→ Your objective
Please give every one of the items below as a Markdown table with two columns, Row and Item line, numbering the lines in order and leaving out blank lines. Keep the pictures out of your answer.
________________
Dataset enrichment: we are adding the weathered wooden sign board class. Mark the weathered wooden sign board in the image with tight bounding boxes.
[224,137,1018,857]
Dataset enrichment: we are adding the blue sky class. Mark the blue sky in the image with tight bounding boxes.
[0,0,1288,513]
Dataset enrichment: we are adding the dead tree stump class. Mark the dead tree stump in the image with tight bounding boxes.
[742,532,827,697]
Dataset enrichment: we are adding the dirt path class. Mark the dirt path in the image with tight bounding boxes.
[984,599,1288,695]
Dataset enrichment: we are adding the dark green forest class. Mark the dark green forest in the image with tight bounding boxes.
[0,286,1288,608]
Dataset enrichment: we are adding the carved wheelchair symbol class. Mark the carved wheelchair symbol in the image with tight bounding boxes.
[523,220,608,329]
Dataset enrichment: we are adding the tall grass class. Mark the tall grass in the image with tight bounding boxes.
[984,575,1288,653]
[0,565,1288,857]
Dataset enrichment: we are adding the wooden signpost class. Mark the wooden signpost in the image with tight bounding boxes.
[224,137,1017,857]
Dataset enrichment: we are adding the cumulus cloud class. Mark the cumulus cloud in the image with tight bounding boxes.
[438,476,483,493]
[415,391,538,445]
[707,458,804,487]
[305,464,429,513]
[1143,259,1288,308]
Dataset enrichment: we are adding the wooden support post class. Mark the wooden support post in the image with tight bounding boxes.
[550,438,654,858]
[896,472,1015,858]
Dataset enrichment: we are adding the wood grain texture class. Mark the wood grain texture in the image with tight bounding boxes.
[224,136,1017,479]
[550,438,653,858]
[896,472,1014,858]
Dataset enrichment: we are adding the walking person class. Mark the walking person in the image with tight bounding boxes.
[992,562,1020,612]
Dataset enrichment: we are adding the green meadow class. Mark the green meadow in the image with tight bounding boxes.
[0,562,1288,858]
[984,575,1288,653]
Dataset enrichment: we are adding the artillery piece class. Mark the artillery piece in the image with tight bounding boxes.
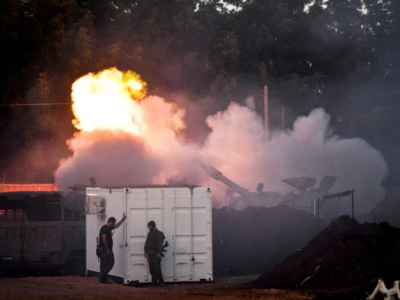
[196,161,336,213]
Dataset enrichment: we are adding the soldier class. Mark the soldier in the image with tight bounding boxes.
[144,221,165,286]
[98,213,126,283]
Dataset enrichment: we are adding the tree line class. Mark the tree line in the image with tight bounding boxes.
[0,0,400,186]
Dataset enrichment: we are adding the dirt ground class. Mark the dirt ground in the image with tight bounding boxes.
[0,275,316,300]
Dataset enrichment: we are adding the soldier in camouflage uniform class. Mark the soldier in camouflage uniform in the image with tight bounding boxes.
[144,221,165,286]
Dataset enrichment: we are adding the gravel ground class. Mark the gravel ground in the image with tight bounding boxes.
[0,275,316,300]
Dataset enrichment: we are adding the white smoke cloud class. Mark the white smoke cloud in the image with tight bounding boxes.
[56,96,387,213]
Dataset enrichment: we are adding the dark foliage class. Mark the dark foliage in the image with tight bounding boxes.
[0,0,400,186]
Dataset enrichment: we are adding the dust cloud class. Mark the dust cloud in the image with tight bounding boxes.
[55,69,387,213]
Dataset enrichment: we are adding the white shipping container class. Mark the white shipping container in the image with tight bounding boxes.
[86,187,213,284]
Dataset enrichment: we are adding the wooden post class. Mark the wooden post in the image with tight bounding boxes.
[264,86,269,138]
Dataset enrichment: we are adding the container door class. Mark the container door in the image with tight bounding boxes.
[125,189,164,283]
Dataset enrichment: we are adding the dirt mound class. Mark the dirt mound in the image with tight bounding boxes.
[255,216,399,289]
[213,206,326,275]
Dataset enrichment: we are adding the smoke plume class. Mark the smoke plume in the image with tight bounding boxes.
[55,69,387,213]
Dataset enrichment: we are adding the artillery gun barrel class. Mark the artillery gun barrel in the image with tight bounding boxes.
[196,160,252,197]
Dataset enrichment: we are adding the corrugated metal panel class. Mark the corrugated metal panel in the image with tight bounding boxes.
[86,187,213,283]
[0,183,57,193]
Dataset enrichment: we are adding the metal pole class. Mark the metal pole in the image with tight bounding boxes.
________________
→ Final result
| Row | Item line |
|---|---|
| 1 | Dataset enrichment: we are adding the weathered wooden sign board class. Mark the weathered wooden sign board in the image with tight bounding boxes. |
| 2 | [224,137,1018,857] |
| 3 | Dataset enrichment: we are adding the blue sky class. Mark the blue sky in the image with tight bounding boxes. |
| 4 | [0,0,1288,513] |
| 5 | Dataset enrichment: we are adding the dead tree stump class. Mark the dead tree stump in the image with tight bounding boxes. |
| 6 | [742,532,827,697] |
| 7 | Dataset enrichment: we are adding the dirt path class. Mark the dirt path in the image with tight bounding boxes. |
| 8 | [984,599,1288,695] |
| 9 | Dataset enrichment: we are adding the dark green forest class. Mark the dark green forest in the image with tight bounding boxes. |
| 10 | [0,286,1288,608] |
| 11 | Dataset enrichment: we are adding the carved wheelchair symbol class. Mark the carved wheelchair symbol in the image with tight bounding boxes. |
| 12 | [523,220,608,329] |
| 13 | Dataset enrichment: we are adding the tall grass class. Mark the tall grass in the image with tight bounding boxes. |
| 14 | [984,575,1288,653] |
| 15 | [0,565,1288,857] |
| 16 | Dataset enrichment: we are adding the wooden signpost class. Mark the wooden signpost in the image with tight bounding boxes. |
| 17 | [224,137,1017,857] |
| 18 | Dataset enrichment: we are adding the cumulus cloud class. Mark the cumulus cloud in the image with tight bounding boxes. |
| 19 | [438,476,483,493] |
| 20 | [415,391,538,445] |
| 21 | [707,458,804,487] |
| 22 | [305,464,429,513] |
| 23 | [1143,259,1288,308] |
| 24 | Dataset enrichment: we are adding the wooden support post class. Mark the wooden support post in the image with tight bounding boxes. |
| 25 | [550,438,654,858] |
| 26 | [896,472,1015,858] |
| 27 | Dataset enrichment: we are adding the wood grain texture class. Mark the wood grain texture in the image with tight bounding boxes. |
| 28 | [224,136,1017,479] |
| 29 | [550,438,653,858] |
| 30 | [896,472,1014,858] |
| 31 | Dataset enrichment: we are adding the walking person class. Mark the walking person in the image with tight bounding boxes. |
| 32 | [992,562,1020,612] |
| 33 | Dataset enrichment: we are adding the green meadow class. Mark the green meadow in the image with tight bounding boxes. |
| 34 | [0,562,1288,858] |
| 35 | [984,575,1288,653] |
| 36 | Dataset enrichment: we are adding the artillery piece class. Mark the artillery piece in the image with tight bounding boxes. |
| 37 | [196,161,336,213] |
| 38 | Dataset enrichment: we are adding the soldier class. Mark the soldier in the image with tight bounding boxes. |
| 39 | [144,221,165,286] |
| 40 | [98,213,126,283] |
| 41 | Dataset enrichment: we are adding the tree line class. Mark the tree line in the image with tight bounding boxes. |
| 42 | [0,0,400,186] |
| 43 | Dataset enrichment: we are adding the dirt ground class. Mark the dirt ground in the image with tight bounding boxes. |
| 44 | [0,275,316,300] |
| 45 | Dataset enrichment: we are adding the soldier in camouflage uniform class. Mark the soldier in camouflage uniform in the image with tight bounding boxes. |
| 46 | [144,221,165,286] |
| 47 | Dataset enrichment: we are adding the gravel ground class. Mark the gravel ground in the image with tight bounding boxes. |
| 48 | [0,275,316,300] |
| 49 | Dataset enrichment: we are adding the white smoke cloud class. Mark the white smoke cloud in the image with tight bounding boxes. |
| 50 | [56,96,387,213] |
| 51 | Dataset enrichment: we are adding the dark foliage class. Mark the dark foliage in the image with tight bounding boxes. |
| 52 | [0,0,400,186] |
| 53 | Dataset enrichment: we are adding the dust cloud class. Mark the dust cloud in the image with tight bounding boxes. |
| 54 | [55,69,387,213] |
| 55 | Dataset enrichment: we are adding the white shipping container class. Mark the white shipping container in the image with tight bounding boxes. |
| 56 | [86,187,213,284] |
| 57 | Dataset enrichment: we are adding the wooden post class. Mark the wooden post in the image with tight bounding boxes. |
| 58 | [264,86,269,138] |
| 59 | Dataset enrichment: we are adding the container door class. Mark the container door in the image with tight bounding boxes. |
| 60 | [125,189,164,283] |
| 61 | Dataset enrichment: we are adding the dirt mound class. Mark the dirt mound in the image with tight bounding boxes. |
| 62 | [255,216,399,289] |
| 63 | [213,206,326,275] |
| 64 | Dataset enrichment: we are adding the smoke plume class. Mark the smoke plume in the image with tight bounding boxes. |
| 65 | [55,69,387,213] |
| 66 | Dataset enrichment: we are adding the artillery gun barrel class. Mark the artillery gun barrel in the image with tight bounding boxes. |
| 67 | [196,160,252,197] |
| 68 | Dataset enrichment: we are adding the corrugated metal panel class. Mark the corrugated metal panel in the image with tight bounding boxes. |
| 69 | [86,187,213,283] |
| 70 | [0,183,57,193] |
| 71 | Dataset enrichment: we are adding the metal pole class. Mark the metal pole in the image with tight bounding boxes. |